19. The four leads aside, Liz Sheridan is the only recurring cast member to make at least one episodic appearance a season in all nine years of the show.

20. In The Serenity Now, Mr. Lippman’s son starts making out with an alarmed Elaine at his bar mitzvah.  He’s played by Ross Malinger who also played Tom Hanks’ son in Sleepless In Seattle.  In The Slicer, George is having a difficult time getting a photo shop employee to airbrush him out of his boss’ 1989 beach photo correctly.  The photo guy is played by Larry B. Scott who is probably best known as Lamar, the gay black guy in the Revenge Of The Nerds movies.  In The Strongbox, George can’t convince his stubborn girlfriend that their relationship is kaput.  Maura is played by Alex Kapp Horner who went on to play Lindsay, one of the snotty blonds who constantly get under Julia Louis-Dreyfus’ skin in The New Adventures Of Old Christine.  In The Strike, Kramer goes back to work in a bagel place after the end of a work dispute that lasted more than a decade.  His boss is played by longtime character actor Dave Florek, the brother of Dann Florek, the bald police chief on Law & Order: Special Victims Unit.  And in The Burning, a student doctor successfully guesses that the K-man is pretending to have gonorhhea.  He’s played by Daniel Dae Kim who went on to play Jin Kwon on Lost.

21. Clint Eastwood was supposed to be Two-Face in the original Batman TV show but the program was cancelled before his episode was shot.

22.  In The Strike, Jerry dates a woman who only looks good in certain lighting.  Originally, Gwen the two-face was supposed to be played by two women.  Suzanne Krull was going to be the ugly Gwen while Karen Fineman would be the pretty Gwen.  In the end it was decided having the same role played by two different women would be really confusing for the audience so Fineman played both Gwens instead.

23. Jerry Seinfeld once did stand-up on the real Merv Griffin Show while his fly was down.

(Special thanks to Rob Kerr.)

Dennis Earl
Hamilton, Ontario, Canada
Friday, April 19, 2013
3:16 a.m.

UPDATE:  I’ve added a couple of lines to number 18 which should’ve been included last night.

Dennis Earl
Hamilton, Ontario, Canada
Friday, April 19, 2013
4:01 p.m.

Published in: on April 19, 2013 at 3:16 am  Comments (1)  

Unsolved Mysteries Of The Ninth And Final Season Of Seinfeld

1. Why did Jerry get thrown off of Kenny Rogers’ tour bus?

2. What are George’s deepest fears and everything he’s capable of?

--- --- ---

▶ [DIRECTIONS]:
A) Rewrite the part of the Seinfeld passage that opens with the words containing "Published in: on" and closes with "he’s capable of?", swapping "tour bus" for "limousine".
B) Answer these questions from the Seinfeld passage:
(i) Who plays the student doctor in The Burning?
(ii) Who was supposed to play Two-Face in the original Batman TV show?
(iii) To which numbered entry does the update say lines were added?
Rely only on the Seinfeld passage for everything that follows.

▶ [INFORMATION GIVEN]:
--- --- ---

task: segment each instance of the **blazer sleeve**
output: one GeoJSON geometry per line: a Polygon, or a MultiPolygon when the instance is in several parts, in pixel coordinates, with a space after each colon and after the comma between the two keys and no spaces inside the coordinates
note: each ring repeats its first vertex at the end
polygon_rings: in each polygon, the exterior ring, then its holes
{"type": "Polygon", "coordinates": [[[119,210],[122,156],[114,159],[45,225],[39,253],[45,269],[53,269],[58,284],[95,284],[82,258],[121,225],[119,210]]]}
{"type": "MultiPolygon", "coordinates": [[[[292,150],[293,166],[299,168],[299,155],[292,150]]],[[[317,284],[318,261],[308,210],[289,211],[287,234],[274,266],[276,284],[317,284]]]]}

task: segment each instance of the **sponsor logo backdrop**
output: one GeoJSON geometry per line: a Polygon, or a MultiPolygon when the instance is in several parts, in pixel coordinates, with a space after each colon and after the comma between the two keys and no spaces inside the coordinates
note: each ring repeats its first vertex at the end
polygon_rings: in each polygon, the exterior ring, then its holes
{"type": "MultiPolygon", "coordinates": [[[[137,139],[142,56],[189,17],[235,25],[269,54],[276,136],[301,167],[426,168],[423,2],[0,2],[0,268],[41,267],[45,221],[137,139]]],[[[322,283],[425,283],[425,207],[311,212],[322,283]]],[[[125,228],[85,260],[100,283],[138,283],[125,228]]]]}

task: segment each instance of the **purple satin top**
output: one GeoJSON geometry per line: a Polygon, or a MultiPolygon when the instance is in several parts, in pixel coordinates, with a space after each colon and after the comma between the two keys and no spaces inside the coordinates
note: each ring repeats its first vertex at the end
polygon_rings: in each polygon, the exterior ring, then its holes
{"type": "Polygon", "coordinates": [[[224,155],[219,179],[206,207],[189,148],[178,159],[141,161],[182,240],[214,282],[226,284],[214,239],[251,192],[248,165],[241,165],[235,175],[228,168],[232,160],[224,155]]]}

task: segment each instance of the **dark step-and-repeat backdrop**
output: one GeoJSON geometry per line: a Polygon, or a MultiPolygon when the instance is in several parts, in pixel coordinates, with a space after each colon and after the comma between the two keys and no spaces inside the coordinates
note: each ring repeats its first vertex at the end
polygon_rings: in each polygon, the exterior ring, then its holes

--- --- ---

▶ [SET OF ANSWERS]:
A)
Published in: on April 19, 2013 at 3:16 am  Comments (1)  

Unsolved Mysteries Of The Ninth And Final Season Of Seinfeld

1. Why did Jerry get thrown off of Kenny Rogers’ limousine?

2. What are George’s deepest fears and everything he’s capable of?

B)
(i) Daniel Dae Kim
(ii) Clint Eastwood
(iii) Number 18